Exercise goal -
Keep only the lines of the records below that contain the word "chimney", matching case exactly.

Raw records
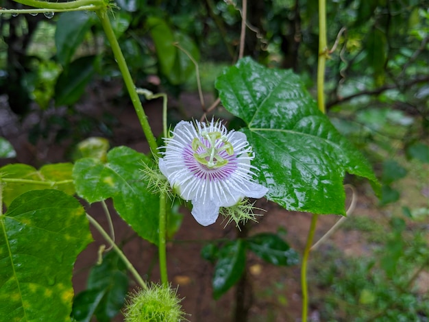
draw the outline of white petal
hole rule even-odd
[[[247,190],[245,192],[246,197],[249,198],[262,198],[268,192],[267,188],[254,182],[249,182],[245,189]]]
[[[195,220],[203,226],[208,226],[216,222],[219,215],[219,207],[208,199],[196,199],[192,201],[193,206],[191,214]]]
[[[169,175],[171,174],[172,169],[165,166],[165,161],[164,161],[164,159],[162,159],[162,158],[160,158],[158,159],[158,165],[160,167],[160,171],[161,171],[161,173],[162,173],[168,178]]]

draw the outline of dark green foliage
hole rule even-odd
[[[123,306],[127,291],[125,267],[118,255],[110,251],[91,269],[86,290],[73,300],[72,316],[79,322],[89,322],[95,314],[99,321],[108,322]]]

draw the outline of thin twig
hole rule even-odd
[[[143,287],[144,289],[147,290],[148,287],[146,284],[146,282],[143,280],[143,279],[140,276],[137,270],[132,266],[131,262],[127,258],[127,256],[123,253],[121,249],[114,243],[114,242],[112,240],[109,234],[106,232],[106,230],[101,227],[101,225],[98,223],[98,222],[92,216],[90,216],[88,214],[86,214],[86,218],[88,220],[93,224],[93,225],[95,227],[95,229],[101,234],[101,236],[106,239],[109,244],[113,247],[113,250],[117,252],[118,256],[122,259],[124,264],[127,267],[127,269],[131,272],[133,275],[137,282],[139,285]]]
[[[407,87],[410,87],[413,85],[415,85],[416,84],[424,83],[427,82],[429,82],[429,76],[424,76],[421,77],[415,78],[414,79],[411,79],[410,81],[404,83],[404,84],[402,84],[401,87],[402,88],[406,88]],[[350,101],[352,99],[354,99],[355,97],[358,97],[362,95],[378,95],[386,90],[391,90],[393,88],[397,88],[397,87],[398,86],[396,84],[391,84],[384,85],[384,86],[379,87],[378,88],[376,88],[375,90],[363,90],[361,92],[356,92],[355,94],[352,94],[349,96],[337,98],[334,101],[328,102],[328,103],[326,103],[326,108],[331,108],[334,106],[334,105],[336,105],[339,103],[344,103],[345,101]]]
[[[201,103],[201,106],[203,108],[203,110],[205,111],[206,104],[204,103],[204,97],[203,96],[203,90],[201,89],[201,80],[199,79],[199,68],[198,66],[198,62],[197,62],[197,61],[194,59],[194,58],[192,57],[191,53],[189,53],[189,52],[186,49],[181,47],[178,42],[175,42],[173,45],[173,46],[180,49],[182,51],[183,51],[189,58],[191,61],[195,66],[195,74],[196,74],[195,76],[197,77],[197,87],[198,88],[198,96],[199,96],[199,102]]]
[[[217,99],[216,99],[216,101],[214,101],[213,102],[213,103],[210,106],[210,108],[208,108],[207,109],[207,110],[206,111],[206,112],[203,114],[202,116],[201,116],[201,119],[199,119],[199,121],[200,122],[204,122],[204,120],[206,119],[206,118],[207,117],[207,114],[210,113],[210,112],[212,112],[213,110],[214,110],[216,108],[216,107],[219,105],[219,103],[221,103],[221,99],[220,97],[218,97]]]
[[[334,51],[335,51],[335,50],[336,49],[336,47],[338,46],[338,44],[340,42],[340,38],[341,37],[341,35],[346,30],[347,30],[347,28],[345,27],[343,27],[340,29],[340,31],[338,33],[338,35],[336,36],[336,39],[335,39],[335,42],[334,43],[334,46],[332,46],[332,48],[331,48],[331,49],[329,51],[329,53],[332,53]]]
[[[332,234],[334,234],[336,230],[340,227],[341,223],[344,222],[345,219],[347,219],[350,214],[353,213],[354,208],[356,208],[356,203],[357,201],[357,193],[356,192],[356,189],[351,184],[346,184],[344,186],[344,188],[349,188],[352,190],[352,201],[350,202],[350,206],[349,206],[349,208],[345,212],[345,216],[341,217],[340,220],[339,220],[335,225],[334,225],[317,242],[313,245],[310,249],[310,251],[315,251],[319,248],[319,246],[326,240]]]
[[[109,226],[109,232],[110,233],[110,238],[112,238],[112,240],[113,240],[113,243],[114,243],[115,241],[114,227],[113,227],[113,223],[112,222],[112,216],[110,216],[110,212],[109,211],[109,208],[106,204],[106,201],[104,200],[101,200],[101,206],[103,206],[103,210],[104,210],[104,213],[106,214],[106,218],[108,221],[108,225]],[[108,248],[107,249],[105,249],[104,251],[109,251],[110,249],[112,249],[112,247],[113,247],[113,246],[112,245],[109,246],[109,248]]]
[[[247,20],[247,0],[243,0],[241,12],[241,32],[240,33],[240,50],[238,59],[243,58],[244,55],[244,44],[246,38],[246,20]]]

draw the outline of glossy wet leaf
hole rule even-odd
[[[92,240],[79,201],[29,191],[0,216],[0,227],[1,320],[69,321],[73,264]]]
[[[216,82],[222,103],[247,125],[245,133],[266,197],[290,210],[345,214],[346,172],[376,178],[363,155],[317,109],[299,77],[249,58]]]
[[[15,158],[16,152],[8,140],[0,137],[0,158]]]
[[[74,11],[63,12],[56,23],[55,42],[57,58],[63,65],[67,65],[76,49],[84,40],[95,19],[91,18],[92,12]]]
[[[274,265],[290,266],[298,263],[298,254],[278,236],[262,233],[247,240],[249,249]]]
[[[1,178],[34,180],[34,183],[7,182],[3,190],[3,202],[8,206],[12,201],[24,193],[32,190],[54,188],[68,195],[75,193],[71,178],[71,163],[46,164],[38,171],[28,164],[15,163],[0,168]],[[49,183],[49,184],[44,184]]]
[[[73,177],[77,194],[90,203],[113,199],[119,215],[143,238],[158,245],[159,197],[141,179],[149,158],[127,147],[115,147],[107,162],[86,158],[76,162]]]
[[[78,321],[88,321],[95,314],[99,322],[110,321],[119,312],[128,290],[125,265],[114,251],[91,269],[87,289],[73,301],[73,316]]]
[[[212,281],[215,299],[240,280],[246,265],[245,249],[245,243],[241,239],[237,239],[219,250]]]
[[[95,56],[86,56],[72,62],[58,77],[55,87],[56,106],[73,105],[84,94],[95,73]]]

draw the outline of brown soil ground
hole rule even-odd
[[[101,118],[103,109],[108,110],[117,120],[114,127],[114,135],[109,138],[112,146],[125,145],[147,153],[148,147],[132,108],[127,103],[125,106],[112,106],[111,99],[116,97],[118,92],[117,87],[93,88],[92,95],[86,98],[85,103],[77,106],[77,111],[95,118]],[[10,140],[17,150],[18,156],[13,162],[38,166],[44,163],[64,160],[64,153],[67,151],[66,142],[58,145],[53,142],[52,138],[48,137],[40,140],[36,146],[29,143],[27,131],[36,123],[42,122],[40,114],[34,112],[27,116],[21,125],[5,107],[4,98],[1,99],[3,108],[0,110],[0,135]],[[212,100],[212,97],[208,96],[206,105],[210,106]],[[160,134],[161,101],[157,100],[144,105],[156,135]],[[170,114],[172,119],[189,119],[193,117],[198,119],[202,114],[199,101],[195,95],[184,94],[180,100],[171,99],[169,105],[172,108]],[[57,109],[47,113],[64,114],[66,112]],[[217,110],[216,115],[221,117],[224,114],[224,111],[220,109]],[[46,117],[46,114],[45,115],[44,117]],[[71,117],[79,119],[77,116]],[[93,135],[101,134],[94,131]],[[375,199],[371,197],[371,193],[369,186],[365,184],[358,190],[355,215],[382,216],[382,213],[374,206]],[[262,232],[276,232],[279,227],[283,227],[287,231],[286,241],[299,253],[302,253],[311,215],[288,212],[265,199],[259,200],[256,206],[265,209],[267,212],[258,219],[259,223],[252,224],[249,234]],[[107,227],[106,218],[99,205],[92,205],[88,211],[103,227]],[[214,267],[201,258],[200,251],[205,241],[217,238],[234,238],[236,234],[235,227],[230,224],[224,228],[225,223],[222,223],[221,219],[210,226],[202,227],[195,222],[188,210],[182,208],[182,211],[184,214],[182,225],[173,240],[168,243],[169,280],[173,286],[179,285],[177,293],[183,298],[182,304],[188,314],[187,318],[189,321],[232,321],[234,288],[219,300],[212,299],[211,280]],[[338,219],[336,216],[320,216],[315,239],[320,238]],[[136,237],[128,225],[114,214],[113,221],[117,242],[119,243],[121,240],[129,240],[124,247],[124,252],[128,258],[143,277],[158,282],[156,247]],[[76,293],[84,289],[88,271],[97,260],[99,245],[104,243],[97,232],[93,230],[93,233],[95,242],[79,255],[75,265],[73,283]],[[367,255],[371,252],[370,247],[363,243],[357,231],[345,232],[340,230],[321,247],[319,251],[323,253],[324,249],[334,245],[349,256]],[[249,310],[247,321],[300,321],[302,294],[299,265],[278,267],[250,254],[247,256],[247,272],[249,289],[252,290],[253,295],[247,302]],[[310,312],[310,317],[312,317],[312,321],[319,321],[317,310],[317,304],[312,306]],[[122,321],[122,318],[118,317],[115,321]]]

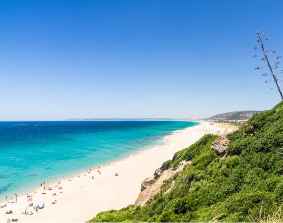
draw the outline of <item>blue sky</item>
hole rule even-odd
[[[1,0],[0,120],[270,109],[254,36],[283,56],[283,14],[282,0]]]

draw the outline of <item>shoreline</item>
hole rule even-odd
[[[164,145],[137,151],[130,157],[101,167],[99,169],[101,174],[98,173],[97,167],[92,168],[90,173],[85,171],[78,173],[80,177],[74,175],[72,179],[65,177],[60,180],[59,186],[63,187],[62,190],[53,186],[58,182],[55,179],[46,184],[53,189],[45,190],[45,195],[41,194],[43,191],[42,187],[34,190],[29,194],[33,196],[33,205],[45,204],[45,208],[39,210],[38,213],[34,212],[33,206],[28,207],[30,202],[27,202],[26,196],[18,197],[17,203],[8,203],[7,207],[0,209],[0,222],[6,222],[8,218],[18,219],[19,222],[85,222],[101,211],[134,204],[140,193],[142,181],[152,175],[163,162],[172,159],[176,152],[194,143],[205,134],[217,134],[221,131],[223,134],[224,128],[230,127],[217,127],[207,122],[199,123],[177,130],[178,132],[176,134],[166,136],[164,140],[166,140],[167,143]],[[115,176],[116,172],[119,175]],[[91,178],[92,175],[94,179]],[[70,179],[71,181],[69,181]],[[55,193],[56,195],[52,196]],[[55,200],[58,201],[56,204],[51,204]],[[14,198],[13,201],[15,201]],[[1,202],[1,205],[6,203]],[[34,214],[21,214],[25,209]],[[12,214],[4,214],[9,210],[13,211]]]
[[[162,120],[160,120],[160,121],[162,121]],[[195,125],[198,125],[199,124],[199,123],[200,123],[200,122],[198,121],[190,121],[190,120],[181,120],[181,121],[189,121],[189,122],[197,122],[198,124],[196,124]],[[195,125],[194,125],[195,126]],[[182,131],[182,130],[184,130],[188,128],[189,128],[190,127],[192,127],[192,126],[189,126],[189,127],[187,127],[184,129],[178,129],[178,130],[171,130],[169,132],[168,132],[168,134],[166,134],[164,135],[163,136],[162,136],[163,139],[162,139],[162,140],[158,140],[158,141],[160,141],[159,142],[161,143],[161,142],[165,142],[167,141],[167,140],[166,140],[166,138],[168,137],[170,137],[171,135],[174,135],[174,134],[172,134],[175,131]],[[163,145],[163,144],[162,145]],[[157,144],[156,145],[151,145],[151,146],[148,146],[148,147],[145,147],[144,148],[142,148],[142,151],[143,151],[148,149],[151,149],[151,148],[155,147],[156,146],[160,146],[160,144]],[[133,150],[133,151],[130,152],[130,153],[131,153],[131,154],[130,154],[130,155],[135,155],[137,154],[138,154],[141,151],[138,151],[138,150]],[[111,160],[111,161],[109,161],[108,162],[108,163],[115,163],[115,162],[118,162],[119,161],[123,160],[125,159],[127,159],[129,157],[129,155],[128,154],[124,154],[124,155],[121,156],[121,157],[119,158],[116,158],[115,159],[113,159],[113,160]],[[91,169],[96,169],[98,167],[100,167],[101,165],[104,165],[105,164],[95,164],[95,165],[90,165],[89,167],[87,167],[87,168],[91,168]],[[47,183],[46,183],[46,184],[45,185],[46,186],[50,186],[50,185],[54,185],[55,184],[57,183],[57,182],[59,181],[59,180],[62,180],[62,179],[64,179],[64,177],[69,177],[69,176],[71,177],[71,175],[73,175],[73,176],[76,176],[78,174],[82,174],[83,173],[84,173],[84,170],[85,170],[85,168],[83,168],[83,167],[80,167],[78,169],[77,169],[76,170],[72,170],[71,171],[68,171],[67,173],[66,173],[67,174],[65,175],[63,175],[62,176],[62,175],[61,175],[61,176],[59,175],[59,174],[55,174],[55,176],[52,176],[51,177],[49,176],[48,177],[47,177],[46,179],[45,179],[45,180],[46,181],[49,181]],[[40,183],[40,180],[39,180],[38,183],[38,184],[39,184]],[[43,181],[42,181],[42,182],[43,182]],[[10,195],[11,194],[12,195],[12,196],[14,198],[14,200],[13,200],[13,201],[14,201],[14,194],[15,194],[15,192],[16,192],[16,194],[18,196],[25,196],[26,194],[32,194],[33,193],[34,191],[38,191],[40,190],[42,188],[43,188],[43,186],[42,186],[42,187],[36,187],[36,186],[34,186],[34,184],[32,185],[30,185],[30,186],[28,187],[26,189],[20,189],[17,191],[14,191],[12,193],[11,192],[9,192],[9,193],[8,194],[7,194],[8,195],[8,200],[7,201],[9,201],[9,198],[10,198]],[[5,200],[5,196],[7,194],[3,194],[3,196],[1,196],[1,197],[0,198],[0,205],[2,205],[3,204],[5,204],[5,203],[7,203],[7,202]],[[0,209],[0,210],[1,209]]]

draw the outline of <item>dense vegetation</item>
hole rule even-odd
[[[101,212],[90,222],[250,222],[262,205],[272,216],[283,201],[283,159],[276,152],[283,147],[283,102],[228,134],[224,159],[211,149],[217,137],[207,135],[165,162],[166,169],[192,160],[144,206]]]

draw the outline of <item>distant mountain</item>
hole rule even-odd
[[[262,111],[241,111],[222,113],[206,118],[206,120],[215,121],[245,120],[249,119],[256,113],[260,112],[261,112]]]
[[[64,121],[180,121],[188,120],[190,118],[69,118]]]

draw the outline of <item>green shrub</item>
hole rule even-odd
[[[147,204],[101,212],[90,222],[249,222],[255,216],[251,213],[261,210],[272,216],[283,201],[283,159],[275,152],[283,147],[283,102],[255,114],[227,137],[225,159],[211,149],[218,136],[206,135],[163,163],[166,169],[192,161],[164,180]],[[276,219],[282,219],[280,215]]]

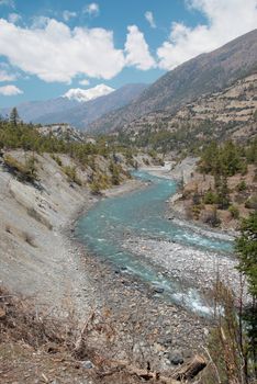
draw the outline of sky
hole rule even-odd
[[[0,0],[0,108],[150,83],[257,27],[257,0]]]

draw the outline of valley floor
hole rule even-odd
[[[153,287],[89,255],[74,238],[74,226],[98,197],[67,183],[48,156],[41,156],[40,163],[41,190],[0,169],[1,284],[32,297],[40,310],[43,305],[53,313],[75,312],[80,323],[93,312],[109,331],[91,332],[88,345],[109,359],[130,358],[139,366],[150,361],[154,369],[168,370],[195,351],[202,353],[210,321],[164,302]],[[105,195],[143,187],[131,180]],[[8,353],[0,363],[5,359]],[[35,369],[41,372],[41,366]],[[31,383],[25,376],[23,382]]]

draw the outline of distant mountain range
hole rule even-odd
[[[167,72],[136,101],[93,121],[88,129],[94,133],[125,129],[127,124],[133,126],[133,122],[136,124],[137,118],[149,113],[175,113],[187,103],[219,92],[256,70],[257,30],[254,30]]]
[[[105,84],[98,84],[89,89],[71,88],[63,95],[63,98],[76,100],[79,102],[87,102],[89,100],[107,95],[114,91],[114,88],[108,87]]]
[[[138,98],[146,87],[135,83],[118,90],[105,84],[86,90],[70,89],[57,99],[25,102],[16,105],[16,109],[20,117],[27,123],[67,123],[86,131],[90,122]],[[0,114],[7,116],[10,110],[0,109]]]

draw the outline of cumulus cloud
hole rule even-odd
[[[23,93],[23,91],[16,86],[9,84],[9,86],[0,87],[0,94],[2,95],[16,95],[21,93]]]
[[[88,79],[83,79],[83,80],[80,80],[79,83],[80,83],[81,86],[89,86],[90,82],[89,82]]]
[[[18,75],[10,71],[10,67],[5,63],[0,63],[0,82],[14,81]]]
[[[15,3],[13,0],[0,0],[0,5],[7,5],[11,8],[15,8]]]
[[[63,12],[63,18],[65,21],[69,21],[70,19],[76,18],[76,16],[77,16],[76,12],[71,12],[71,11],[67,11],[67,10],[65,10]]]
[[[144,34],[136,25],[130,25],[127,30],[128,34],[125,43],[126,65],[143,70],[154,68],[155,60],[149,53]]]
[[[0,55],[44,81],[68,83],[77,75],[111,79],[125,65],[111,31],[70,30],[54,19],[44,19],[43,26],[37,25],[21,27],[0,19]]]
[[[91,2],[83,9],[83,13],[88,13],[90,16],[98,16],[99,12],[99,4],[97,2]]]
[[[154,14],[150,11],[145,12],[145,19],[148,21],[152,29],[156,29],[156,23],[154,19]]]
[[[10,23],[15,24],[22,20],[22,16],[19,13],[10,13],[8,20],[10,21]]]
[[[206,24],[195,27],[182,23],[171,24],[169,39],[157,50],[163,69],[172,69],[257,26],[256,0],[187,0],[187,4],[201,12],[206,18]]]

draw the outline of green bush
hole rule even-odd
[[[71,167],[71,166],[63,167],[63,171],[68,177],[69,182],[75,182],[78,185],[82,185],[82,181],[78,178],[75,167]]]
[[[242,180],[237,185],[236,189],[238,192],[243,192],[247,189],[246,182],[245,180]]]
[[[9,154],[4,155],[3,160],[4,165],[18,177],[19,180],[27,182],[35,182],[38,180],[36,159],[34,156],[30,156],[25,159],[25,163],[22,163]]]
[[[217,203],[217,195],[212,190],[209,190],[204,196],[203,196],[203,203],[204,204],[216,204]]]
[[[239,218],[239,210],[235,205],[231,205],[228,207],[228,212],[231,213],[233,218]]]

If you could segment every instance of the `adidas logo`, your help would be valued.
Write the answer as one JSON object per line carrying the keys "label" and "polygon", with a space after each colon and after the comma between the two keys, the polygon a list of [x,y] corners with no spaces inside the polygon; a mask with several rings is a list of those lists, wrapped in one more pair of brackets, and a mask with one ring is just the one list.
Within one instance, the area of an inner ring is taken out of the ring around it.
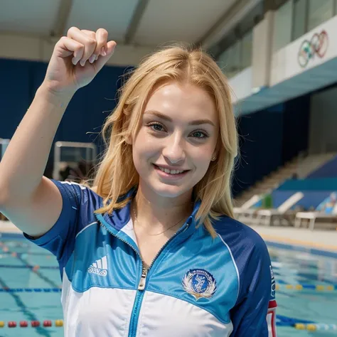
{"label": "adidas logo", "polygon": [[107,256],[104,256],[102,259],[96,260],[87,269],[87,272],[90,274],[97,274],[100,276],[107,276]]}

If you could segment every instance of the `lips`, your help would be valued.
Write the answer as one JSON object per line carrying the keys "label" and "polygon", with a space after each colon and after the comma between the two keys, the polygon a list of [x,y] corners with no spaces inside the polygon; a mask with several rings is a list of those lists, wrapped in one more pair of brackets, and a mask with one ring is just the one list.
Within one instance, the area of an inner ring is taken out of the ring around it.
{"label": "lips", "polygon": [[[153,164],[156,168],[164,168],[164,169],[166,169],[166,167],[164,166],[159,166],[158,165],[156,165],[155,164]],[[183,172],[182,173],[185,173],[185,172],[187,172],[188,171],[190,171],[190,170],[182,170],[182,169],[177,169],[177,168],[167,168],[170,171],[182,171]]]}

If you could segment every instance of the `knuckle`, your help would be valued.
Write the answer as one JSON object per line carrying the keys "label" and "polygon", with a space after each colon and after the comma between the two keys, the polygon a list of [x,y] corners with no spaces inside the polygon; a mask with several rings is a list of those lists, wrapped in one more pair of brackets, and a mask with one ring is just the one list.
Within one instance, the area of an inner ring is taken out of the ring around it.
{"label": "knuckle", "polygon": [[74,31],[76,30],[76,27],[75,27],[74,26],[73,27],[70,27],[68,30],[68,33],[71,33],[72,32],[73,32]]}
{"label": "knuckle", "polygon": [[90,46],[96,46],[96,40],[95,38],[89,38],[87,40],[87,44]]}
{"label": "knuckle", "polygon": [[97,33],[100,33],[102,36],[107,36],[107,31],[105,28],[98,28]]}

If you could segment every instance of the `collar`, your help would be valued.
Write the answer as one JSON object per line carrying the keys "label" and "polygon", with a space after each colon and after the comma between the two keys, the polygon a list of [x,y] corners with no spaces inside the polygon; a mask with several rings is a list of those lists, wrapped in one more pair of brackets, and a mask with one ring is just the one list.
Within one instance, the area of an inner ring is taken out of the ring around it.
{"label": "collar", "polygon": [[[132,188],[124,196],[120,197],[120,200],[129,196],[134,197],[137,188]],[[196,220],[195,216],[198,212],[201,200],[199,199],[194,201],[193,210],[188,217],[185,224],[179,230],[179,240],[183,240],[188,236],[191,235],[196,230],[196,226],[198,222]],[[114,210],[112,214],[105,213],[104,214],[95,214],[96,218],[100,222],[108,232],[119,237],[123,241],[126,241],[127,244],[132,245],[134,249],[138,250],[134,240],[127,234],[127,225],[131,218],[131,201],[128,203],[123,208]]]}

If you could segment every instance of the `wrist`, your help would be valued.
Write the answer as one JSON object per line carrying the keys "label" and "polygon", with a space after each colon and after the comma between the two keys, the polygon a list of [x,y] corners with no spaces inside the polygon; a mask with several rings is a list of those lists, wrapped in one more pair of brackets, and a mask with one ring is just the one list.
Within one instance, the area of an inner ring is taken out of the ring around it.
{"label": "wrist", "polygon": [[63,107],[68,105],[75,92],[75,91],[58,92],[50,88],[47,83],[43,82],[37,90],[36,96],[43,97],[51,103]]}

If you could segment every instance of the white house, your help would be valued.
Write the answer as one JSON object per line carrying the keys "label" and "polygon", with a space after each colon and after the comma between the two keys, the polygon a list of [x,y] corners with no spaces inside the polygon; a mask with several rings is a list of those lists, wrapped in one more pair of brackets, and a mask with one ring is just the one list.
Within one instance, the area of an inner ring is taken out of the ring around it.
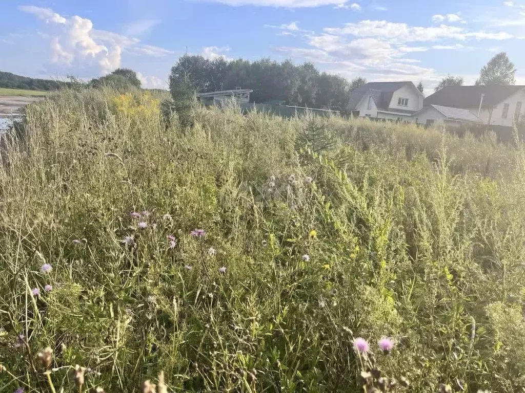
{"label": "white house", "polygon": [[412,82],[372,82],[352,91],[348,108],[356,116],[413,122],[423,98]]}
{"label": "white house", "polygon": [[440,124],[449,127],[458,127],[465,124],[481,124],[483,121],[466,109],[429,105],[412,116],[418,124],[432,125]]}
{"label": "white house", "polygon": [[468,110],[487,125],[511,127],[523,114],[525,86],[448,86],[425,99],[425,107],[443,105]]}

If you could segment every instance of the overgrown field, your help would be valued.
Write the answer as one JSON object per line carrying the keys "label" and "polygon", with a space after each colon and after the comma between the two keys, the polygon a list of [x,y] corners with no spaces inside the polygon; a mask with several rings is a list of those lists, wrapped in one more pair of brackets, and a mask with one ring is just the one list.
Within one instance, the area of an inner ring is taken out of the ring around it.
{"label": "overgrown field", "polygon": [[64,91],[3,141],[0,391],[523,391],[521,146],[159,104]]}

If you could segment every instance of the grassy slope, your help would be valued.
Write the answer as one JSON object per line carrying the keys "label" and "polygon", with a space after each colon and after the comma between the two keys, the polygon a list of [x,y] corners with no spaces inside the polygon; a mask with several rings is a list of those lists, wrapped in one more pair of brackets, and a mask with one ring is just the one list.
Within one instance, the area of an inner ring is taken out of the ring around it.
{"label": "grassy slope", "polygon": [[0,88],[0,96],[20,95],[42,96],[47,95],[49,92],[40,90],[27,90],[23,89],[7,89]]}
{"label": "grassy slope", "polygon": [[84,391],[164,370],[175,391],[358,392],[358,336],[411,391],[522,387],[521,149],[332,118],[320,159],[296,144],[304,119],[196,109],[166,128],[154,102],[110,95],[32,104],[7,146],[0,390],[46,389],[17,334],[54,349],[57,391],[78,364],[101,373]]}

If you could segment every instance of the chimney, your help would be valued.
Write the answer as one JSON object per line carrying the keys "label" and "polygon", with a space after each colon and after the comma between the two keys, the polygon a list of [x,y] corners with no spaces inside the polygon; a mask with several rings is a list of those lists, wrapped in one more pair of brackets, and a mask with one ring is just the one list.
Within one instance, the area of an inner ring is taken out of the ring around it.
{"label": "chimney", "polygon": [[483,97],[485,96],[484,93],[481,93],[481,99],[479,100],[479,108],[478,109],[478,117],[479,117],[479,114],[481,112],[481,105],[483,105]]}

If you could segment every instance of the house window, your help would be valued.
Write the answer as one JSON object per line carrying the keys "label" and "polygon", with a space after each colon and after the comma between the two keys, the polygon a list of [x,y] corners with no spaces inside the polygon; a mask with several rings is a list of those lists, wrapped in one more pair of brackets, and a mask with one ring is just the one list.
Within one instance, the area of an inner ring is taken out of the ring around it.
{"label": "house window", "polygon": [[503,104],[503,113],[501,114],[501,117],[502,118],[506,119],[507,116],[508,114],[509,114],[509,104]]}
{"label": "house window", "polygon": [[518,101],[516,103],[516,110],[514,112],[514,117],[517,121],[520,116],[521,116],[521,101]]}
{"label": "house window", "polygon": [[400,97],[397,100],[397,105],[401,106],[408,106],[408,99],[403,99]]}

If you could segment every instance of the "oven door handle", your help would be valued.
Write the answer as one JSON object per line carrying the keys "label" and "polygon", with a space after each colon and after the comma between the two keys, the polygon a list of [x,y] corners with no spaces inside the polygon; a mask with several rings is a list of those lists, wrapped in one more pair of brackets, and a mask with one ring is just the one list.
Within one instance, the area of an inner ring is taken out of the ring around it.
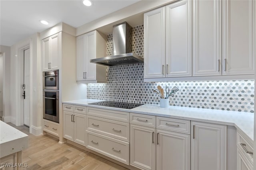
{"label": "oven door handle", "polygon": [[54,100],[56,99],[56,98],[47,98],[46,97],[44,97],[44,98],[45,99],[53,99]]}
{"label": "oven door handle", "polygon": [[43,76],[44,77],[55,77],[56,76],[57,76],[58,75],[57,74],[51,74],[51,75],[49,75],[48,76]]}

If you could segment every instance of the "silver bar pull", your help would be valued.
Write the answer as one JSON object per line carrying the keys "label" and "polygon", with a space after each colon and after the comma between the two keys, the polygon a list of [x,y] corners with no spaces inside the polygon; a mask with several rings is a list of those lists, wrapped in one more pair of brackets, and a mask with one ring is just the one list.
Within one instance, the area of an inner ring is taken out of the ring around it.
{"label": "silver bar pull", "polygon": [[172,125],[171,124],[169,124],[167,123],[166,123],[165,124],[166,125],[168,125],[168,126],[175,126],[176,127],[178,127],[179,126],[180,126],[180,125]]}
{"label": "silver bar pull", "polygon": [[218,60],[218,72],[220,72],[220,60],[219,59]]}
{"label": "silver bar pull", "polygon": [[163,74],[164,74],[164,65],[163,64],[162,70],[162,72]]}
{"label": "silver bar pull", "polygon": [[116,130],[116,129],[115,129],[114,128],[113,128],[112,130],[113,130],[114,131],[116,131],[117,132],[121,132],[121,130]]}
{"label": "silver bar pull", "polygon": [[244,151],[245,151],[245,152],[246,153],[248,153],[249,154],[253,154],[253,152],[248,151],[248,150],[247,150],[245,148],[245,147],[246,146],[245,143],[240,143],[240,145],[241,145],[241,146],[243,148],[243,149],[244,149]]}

Solution to this task -
If you could segment every instance of the chimney, your help would be valued.
{"label": "chimney", "polygon": [[483,97],[485,96],[484,93],[481,93],[481,99],[479,100],[479,108],[478,109],[478,117],[479,117],[479,114],[481,112],[481,105],[483,105]]}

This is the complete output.